REQUIREMENT —
Could you gather every line in the listing below that contains the word "lawn"?

SUPPLIED INFORMATION —
====================

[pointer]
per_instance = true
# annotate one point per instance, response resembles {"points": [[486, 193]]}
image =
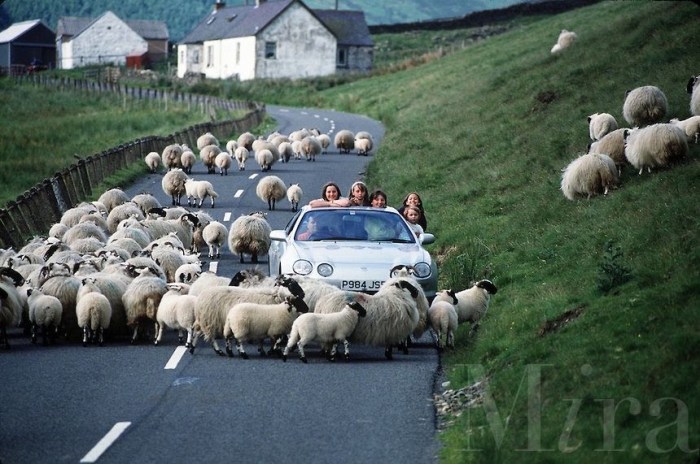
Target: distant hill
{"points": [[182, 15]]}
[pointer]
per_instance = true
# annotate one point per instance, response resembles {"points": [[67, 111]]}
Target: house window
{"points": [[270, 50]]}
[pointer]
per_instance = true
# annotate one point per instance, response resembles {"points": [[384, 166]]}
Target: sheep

====================

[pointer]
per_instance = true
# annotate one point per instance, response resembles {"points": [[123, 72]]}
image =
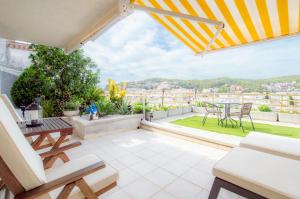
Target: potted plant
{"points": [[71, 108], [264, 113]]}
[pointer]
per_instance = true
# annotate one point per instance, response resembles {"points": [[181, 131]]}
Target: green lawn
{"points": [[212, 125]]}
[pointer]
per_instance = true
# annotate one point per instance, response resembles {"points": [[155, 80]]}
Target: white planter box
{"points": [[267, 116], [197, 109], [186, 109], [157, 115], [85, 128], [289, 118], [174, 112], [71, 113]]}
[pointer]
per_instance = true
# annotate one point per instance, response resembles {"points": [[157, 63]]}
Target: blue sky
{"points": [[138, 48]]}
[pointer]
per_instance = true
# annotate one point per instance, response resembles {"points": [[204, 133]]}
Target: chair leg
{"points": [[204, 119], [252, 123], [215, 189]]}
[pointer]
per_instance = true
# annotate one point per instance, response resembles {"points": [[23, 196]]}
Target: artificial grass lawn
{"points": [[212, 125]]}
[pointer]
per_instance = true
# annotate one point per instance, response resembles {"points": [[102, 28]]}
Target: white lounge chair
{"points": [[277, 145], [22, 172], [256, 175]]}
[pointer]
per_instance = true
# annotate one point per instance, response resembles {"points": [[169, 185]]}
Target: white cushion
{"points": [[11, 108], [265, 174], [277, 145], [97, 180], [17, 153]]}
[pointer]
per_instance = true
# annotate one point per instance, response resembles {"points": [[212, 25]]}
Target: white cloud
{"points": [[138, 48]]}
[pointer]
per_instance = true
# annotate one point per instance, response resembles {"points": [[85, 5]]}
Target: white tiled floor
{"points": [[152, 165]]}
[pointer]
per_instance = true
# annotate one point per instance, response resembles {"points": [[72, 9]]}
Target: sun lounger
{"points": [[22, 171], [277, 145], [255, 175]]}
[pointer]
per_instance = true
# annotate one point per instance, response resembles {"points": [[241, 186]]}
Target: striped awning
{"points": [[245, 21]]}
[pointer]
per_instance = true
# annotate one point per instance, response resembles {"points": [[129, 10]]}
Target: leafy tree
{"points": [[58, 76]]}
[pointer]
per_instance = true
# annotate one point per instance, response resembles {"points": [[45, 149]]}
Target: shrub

====================

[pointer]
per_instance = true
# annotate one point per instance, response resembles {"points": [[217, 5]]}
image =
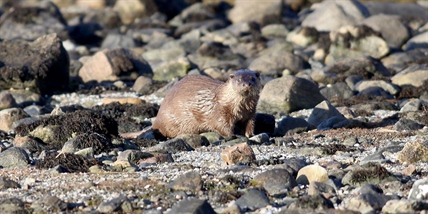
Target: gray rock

====================

THE ANSWER —
Target: green lawn
Target: artificial grass lawn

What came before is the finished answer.